WHAT THIS EXERCISE ASKS →
• a. From the passage on New Testament textual criticism, quote word for word the part that opens with the words containing "Offering his assessment" and closes with "is probably true.".
• b. Decide whether each statement below agrees with the passage on New Testament textual criticism, answering yes or no and quoting the words of the passage that settle it. (i) The passage says the Greek text produced by Westcott and Hort is remarkably similar to one still widely used by scholars today. (ii) The passage says that no new manuscripts have been discovered since Westcott and Hort's day. (iii) The passage attributes the foreword of MYTHS AND MISTAKES In New Testament Textual Criticism to Daniel B. Wallace.
• c. Carry on the passage on New Testament textual criticism from its last sentence.

SELECTED EXTRACT →
----------

Offering his assessment of the current field and always ready to champion probabilities "Daniel B. Wallace writes in the foreword of MYTHS AND MISTAKES In New Testament Textual Criticism that “The new generation of evangelical scholars is far more comfortable with ambiguity and uncertainty than previous generations.” (Page xii). This is certainly the case." (DATING P52- Andrews) I wonder if they are as comfortable with “ambiguity and uncertainty” regarding the resurrection of Christ and their eternal salvation? It is a fallacy to think we gain deductive certainty from something that is probably true.
So, the critical methodologies developed by those opposing the ‘vulgar and vile’ TR have produced relatively the same text over the last 100 or so years. "The Greek text that Westcott and Hort produced is remarkably similar to the one still widely used by scholars today, more than a century later. It is not that no new manuscripts have been discovered, or that no theoretical advances have been made, or that no differences of opinion have emerged since Westcott and Hort's day. Yet, even with our advances in technology and methodology, even with the incomparably greater manuscript resources at our disposal, our Greek texts of today bear an uncanny resemblance to the Greek text of Westcott and Hort." (pg.123)

----------

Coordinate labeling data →
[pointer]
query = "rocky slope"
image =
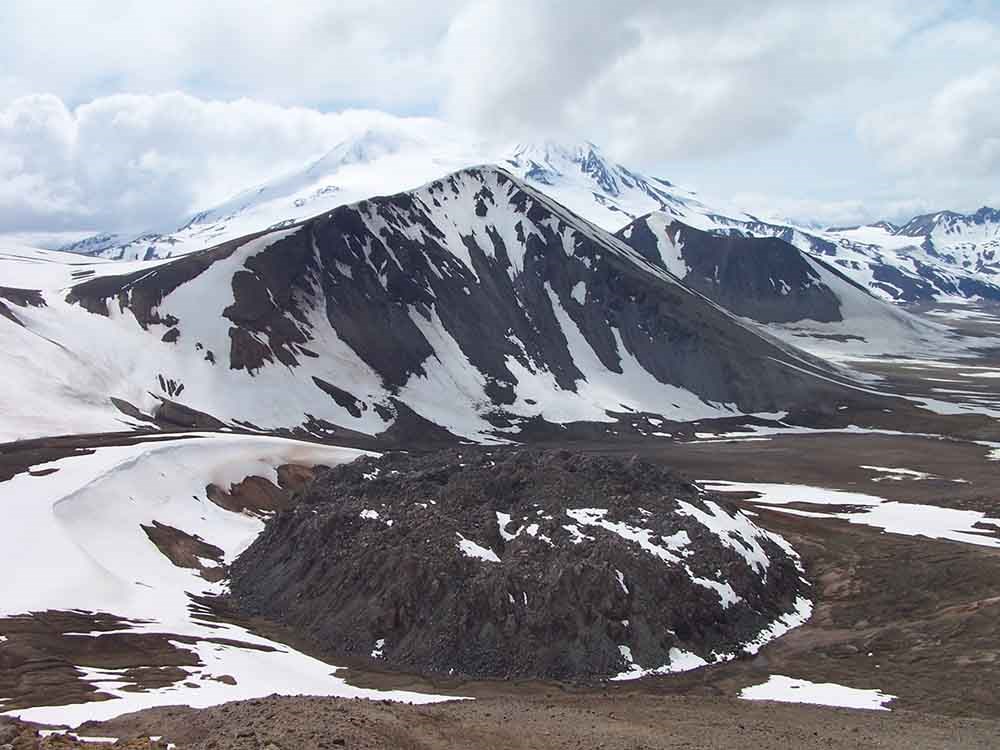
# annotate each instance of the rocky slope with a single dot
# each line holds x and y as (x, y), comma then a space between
(944, 255)
(772, 282)
(473, 307)
(520, 564)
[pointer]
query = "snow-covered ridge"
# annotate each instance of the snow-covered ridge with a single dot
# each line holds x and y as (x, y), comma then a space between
(941, 256)
(475, 302)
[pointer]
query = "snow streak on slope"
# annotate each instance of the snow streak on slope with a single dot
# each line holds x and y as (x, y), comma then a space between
(801, 299)
(97, 558)
(942, 256)
(474, 303)
(966, 526)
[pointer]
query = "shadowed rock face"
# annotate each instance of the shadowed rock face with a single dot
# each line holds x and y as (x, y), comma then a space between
(763, 278)
(478, 267)
(514, 563)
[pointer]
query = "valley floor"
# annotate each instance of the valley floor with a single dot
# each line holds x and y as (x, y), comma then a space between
(910, 610)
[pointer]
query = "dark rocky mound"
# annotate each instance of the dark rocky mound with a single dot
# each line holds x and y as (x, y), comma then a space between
(604, 565)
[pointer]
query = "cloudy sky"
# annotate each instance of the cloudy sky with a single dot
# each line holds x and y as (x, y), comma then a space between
(129, 115)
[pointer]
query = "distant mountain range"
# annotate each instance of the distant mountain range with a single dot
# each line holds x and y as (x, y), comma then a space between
(473, 307)
(942, 256)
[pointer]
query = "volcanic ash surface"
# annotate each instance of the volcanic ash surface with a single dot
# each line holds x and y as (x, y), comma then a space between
(521, 563)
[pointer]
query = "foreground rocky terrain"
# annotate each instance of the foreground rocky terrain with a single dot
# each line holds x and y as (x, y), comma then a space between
(515, 563)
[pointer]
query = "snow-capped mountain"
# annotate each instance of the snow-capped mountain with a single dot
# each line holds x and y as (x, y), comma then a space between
(938, 256)
(474, 304)
(801, 298)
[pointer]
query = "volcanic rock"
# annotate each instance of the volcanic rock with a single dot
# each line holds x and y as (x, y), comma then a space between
(518, 563)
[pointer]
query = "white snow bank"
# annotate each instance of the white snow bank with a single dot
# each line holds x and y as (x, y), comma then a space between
(97, 558)
(790, 690)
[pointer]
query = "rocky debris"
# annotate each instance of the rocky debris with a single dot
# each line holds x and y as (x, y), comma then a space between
(187, 551)
(19, 298)
(261, 496)
(516, 563)
(16, 735)
(764, 278)
(475, 274)
(553, 720)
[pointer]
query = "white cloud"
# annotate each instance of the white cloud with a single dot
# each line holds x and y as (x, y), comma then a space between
(663, 80)
(954, 133)
(138, 162)
(699, 84)
(363, 52)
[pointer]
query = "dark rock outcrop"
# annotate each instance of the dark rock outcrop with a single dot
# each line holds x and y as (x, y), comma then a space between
(515, 564)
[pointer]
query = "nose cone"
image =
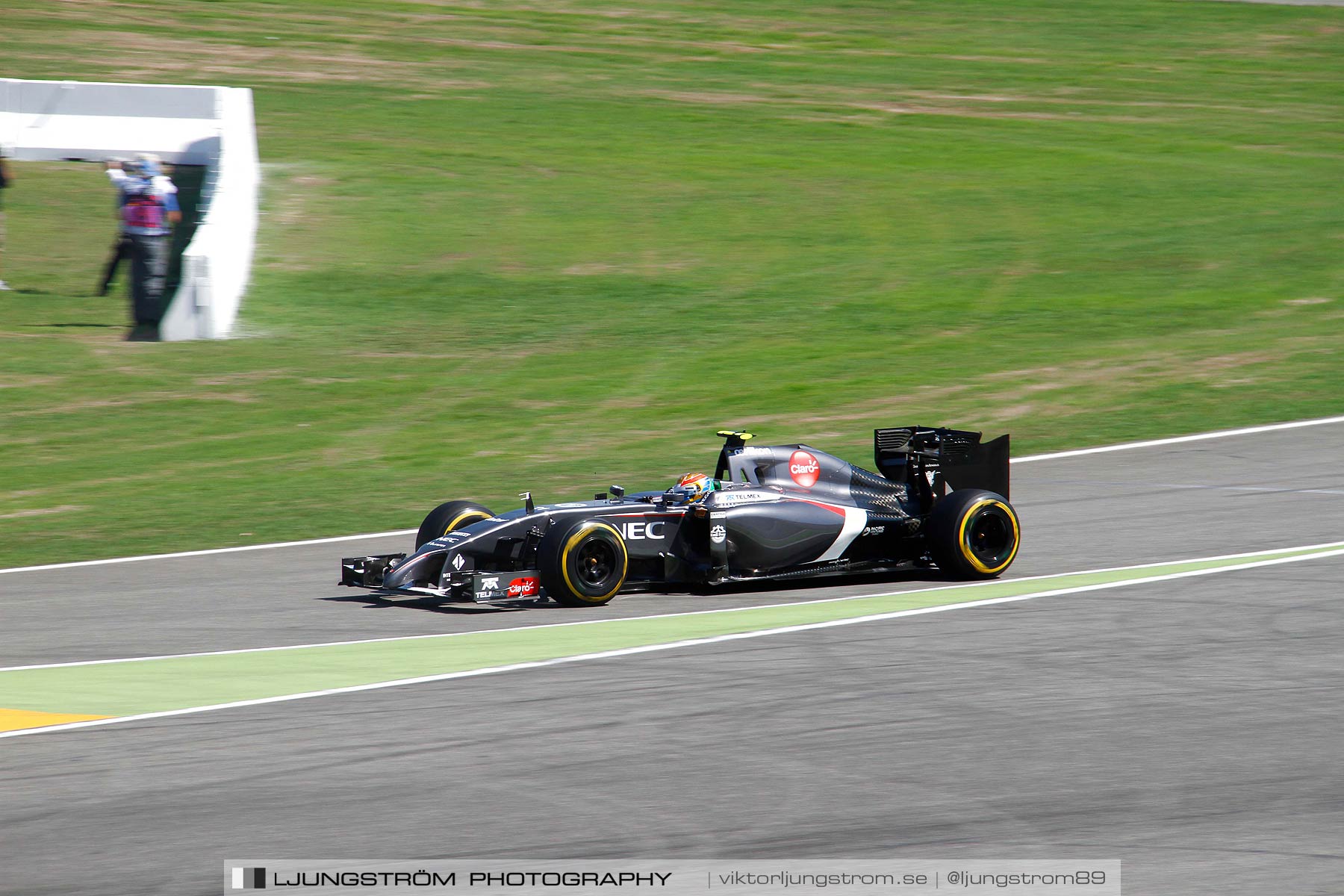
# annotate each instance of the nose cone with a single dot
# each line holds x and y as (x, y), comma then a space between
(418, 570)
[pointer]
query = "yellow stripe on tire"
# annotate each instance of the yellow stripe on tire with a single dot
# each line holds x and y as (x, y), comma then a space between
(465, 514)
(965, 548)
(578, 536)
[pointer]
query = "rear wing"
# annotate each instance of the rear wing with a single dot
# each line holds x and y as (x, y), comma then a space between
(940, 458)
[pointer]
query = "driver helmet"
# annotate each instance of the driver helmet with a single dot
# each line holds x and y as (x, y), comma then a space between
(695, 487)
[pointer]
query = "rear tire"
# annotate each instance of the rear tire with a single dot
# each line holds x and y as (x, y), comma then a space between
(974, 534)
(584, 563)
(445, 517)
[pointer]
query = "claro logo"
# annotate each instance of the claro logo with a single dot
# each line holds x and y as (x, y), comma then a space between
(804, 469)
(527, 588)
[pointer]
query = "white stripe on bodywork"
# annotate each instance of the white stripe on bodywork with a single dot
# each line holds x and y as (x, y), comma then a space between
(853, 521)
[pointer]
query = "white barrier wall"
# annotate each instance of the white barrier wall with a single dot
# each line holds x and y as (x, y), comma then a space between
(213, 127)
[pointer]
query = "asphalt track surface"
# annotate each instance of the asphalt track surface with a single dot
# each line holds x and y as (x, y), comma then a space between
(1189, 729)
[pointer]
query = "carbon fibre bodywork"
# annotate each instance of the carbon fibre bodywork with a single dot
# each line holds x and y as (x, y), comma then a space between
(786, 511)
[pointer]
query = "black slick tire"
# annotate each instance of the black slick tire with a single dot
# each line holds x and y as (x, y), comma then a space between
(448, 516)
(584, 563)
(974, 534)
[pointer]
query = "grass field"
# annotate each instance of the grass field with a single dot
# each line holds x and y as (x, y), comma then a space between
(556, 245)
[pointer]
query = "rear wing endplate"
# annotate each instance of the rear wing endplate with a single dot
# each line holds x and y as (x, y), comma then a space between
(956, 458)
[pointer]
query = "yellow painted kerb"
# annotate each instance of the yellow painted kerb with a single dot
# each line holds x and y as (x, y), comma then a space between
(20, 719)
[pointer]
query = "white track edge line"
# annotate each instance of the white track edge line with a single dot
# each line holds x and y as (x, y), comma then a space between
(653, 648)
(1053, 455)
(957, 586)
(1179, 440)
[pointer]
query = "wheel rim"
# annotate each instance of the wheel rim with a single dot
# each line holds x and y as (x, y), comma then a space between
(596, 561)
(989, 538)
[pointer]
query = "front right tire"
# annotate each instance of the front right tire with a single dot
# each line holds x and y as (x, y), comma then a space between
(449, 516)
(584, 563)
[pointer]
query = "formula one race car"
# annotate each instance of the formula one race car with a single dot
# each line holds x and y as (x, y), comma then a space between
(768, 514)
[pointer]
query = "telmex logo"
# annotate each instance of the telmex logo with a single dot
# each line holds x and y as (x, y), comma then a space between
(804, 469)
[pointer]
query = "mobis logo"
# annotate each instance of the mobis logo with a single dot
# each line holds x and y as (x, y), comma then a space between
(804, 469)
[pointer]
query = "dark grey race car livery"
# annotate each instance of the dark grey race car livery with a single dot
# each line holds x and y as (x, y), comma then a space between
(780, 512)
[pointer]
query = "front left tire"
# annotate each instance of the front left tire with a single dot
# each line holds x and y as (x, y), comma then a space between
(584, 563)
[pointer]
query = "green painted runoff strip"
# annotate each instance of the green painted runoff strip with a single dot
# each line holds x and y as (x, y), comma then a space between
(179, 682)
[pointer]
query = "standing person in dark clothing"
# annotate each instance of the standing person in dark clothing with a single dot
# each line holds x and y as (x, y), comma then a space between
(4, 181)
(148, 203)
(120, 253)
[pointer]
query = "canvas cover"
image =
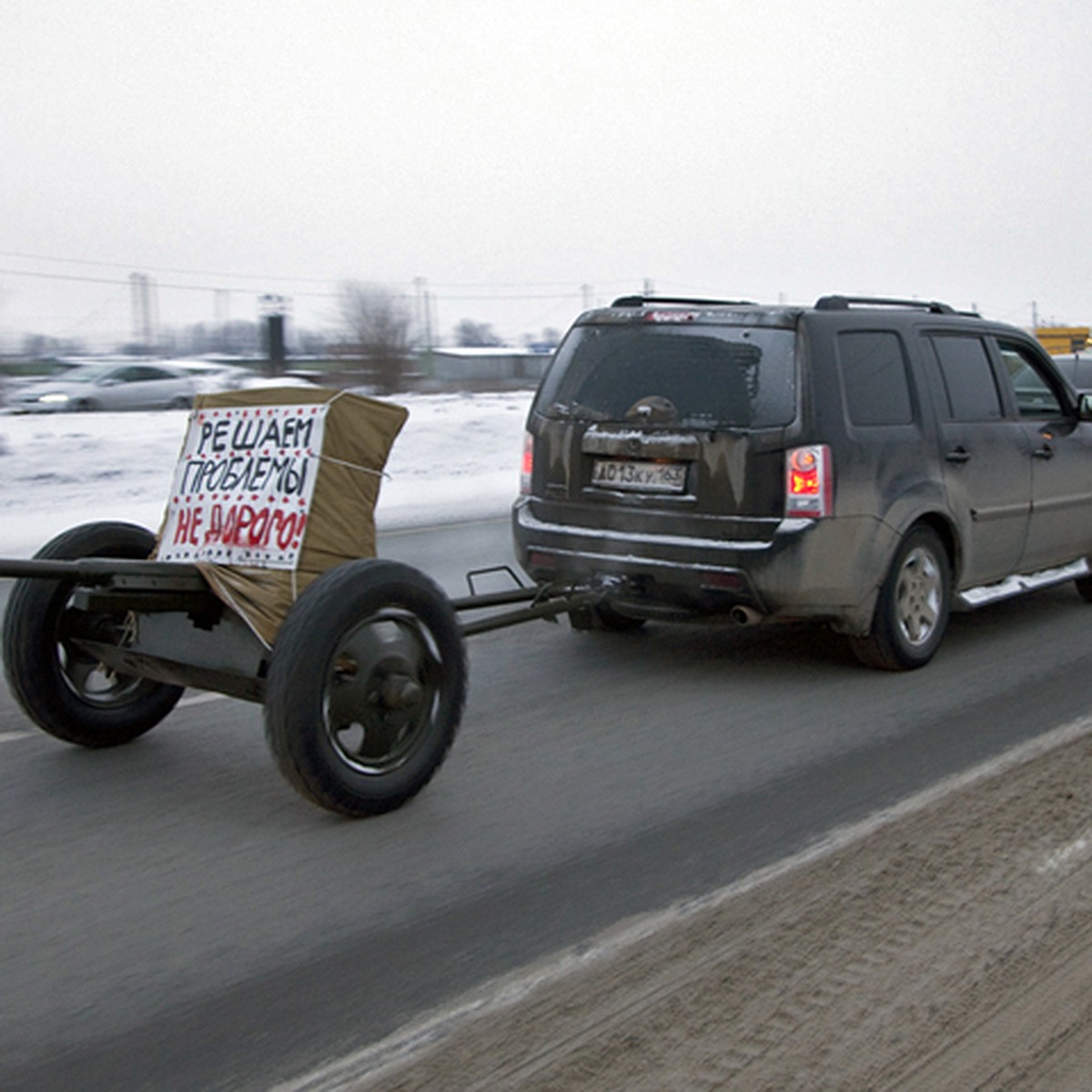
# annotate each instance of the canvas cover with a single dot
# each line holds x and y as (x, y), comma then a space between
(273, 487)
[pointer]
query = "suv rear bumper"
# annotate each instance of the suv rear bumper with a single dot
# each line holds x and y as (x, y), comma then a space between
(776, 576)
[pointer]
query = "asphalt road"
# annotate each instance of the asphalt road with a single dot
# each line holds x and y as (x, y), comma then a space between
(174, 916)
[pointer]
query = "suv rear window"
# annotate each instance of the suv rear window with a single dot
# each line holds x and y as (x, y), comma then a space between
(702, 377)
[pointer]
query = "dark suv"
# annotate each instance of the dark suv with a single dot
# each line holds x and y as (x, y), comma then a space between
(867, 463)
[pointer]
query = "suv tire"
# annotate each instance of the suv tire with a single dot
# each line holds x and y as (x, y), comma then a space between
(913, 606)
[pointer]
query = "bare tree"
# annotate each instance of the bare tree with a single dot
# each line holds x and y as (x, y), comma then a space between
(377, 320)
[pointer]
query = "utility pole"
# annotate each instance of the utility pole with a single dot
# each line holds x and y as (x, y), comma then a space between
(274, 308)
(141, 304)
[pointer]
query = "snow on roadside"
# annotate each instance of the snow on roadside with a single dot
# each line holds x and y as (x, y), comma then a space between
(458, 458)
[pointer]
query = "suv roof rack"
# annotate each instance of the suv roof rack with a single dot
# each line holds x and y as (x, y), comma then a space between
(844, 303)
(683, 300)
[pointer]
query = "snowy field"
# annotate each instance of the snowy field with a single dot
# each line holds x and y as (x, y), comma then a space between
(458, 458)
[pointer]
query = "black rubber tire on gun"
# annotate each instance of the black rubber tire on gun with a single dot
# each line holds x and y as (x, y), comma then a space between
(366, 687)
(60, 687)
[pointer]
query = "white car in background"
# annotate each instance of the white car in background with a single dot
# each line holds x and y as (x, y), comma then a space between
(86, 387)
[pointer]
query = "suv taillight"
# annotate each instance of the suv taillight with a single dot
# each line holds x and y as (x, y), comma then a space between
(809, 485)
(529, 462)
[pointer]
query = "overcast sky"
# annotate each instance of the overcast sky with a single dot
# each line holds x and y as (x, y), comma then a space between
(517, 158)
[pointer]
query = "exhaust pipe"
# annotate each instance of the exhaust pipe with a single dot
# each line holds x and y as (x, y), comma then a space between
(745, 616)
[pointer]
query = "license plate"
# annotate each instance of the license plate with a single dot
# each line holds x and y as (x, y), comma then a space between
(639, 475)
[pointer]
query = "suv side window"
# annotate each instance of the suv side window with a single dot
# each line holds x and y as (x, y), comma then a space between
(1035, 397)
(969, 381)
(874, 378)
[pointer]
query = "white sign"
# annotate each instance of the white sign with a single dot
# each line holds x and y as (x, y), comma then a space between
(243, 486)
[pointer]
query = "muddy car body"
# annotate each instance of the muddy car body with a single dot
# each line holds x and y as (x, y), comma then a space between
(863, 463)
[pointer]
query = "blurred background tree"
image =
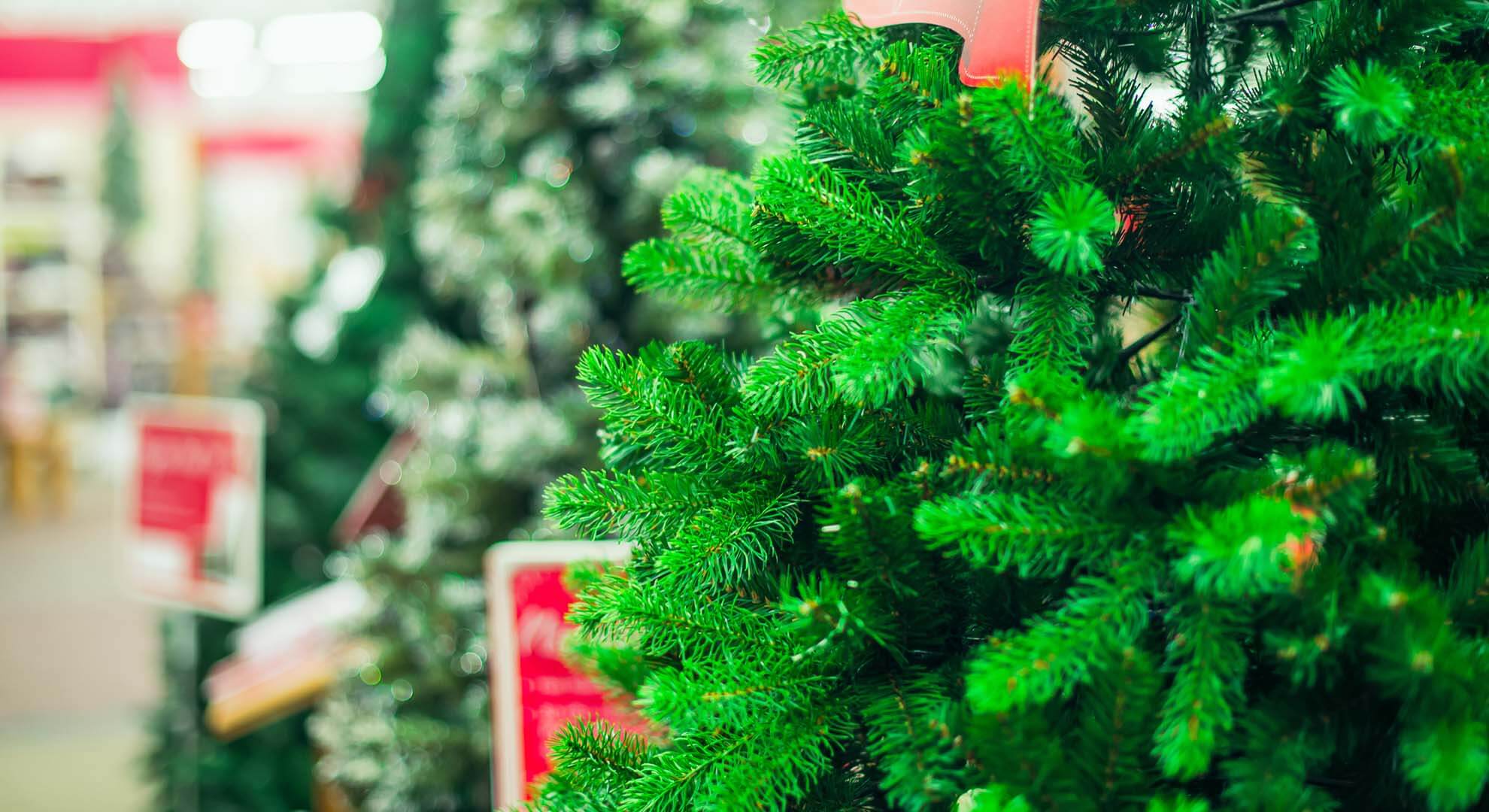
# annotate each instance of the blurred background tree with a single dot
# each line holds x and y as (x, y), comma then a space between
(557, 133)
(320, 438)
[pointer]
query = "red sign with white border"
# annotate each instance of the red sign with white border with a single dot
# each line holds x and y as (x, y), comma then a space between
(533, 690)
(196, 496)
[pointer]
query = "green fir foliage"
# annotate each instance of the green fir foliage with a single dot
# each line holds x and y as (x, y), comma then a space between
(974, 543)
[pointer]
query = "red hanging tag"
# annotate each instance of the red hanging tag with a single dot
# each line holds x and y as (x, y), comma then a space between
(1002, 36)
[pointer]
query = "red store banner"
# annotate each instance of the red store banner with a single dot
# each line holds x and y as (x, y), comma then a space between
(196, 495)
(533, 689)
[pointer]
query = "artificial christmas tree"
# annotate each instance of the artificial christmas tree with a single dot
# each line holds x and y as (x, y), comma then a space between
(320, 441)
(557, 133)
(971, 543)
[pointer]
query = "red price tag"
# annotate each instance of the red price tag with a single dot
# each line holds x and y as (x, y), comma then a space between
(535, 692)
(1002, 36)
(196, 490)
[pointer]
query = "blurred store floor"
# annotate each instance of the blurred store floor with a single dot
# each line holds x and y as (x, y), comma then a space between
(77, 657)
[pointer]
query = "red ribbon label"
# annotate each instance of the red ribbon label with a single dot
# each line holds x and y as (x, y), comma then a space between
(1002, 36)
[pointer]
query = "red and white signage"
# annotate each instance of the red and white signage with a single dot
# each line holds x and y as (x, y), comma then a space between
(1002, 36)
(196, 495)
(533, 690)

----------

ANSWERS PROVIDED →
• a.
Offering his assessment of the current field and always ready to champion probabilities "Daniel B. Wallace writes in the foreword of MYTHS AND MISTAKES In New Testament Textual Criticism that “The new generation of evangelical scholars is far more comfortable with ambiguity and uncertainty than previous generations.” (Page xii). This is certainly the case." (DATING P52- Andrews) I wonder if they are as comfortable with “ambiguity and uncertainty” regarding the resurrection of Christ and their eternal salvation? It is a fallacy to think we gain deductive certainty from something that is probably true.

• b.
(i) Yes: "The Greek text that Westcott and Hort produced is remarkably similar to the one still widely used by scholars today"
(ii) No: "It is not that no new manuscripts have been discovered"
(iii) Yes: "Daniel B. Wallace writes in the foreword of MYTHS AND MISTAKES In New Testament Textual Criticism"

• c.
Byzantine Scholars Counter
The Majority and Byzantine manuscript scholars, although themselves in a minority do not acquiesce in academic obscurity. Without getting too far into the details and killing the vibe, the debate over how the majority of the Greek manuscripts happen to be Byzantine continues. Maurice Robinson a Byzantine scholar suggests that since the Byzantine manuscripts were not all copied from a few exemplars but all from individual lines of transmission there must have been a large number of manuscripts prior to the later 9th century extant ones remaining. He recommends scholarship related to the change of uncial to miniscule script around that time and region and that the older copies were likely written over or destroyed. Robinson affirms that every serious textual critic from Westcott and Hort onward believe that the Byzantine manuscripts dominated from the 4th century onward (see here.) Which they attribute to a theoretical presumption of a Byzantine recension or revision in the 4th century. And since Greek was spoken for about a thousand years longer than the rest of everywhere (except Greece) more Byzantine Greek manuscripts remain. Robinson asserts there is no evidence of any formal revision. Ancient historical theories are largely assertions in the absence of lost evidence which is assumed to be evidence of absence. There are things that survive by whatever reason (accidents of history) and things that do not. Theories are founded on the things that did survive. Nor can you appeal to God's providence and assume you know His reason. And we don’t know what we don’t know. Some people call this call 'epistemological humility' others call it 'extreme skepticism'.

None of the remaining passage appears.